Elenchi ogni riga delle voci seguenti in cui compare la parola "airplane".

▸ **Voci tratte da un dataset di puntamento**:
----

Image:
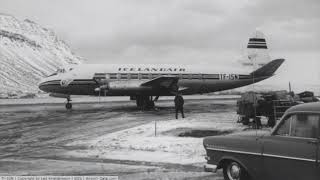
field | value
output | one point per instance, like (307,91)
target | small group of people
(178,103)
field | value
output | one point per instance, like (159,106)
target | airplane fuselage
(126,80)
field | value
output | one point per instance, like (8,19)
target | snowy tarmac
(112,138)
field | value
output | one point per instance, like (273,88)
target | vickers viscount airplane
(145,83)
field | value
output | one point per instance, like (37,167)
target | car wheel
(245,121)
(234,171)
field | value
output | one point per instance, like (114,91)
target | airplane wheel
(68,106)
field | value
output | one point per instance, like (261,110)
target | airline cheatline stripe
(257,40)
(257,43)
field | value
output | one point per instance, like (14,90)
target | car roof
(307,107)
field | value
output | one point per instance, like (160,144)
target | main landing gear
(145,102)
(68,105)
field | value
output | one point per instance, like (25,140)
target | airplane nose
(42,85)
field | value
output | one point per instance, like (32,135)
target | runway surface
(36,137)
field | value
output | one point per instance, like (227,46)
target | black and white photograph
(159,90)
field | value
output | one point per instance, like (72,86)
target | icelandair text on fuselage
(153,69)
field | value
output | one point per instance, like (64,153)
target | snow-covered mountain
(29,52)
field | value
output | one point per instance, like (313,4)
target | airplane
(146,83)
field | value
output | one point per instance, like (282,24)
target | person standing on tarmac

----

▸ **SOLUZIONE DEL COMPITO**:
target | airplane fuselage
target | vickers viscount airplane
target | airplane wheel
target | airplane nose
target | airplane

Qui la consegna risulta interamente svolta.